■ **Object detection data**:
══════════

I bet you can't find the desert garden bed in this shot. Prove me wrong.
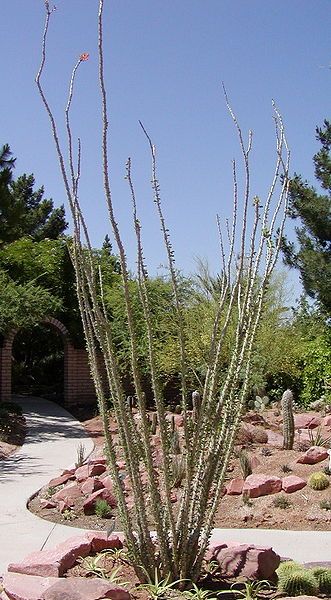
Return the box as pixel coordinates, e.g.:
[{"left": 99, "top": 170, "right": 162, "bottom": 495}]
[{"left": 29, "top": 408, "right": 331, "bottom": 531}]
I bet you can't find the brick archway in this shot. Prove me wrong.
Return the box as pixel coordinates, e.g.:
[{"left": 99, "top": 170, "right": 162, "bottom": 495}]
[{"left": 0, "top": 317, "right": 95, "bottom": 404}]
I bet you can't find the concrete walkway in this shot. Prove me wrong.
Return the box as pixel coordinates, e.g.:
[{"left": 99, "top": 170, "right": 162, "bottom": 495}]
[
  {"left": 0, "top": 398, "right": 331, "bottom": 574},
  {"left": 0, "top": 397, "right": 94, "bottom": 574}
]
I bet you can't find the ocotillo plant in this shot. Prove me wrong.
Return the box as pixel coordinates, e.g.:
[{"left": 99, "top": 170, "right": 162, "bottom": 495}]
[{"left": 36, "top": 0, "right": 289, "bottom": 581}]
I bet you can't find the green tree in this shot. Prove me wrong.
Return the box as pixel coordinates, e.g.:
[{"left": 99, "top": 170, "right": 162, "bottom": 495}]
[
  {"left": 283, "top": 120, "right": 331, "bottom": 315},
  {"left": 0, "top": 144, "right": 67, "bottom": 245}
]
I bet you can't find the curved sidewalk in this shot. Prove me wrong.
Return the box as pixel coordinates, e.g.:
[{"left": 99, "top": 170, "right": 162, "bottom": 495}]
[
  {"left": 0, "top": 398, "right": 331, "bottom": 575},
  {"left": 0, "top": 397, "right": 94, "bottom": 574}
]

══════════

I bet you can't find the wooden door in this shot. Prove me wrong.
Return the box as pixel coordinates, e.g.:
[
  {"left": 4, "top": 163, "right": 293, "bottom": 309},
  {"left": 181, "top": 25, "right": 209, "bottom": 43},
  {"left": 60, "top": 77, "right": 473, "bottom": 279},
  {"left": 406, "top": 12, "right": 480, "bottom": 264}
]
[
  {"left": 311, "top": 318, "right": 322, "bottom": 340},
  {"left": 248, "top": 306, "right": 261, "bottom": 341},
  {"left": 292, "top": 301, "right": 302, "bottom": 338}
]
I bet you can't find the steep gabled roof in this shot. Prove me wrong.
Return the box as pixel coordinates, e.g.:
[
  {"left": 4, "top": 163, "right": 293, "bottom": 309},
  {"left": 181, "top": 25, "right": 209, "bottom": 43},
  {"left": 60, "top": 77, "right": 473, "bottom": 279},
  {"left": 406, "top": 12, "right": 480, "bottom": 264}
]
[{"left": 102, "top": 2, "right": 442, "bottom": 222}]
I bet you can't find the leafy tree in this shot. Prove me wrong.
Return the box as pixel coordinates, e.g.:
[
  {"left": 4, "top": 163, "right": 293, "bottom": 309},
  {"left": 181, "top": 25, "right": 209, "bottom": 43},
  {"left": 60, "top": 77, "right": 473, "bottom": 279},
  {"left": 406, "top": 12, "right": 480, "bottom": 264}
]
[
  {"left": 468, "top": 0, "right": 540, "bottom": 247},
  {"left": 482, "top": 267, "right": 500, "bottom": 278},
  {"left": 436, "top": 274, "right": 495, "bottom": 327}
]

══════════

■ **AIM**:
How many lines of the material contain the string "find"? Reply with the number alone.

■ **RESULT BELOW**:
9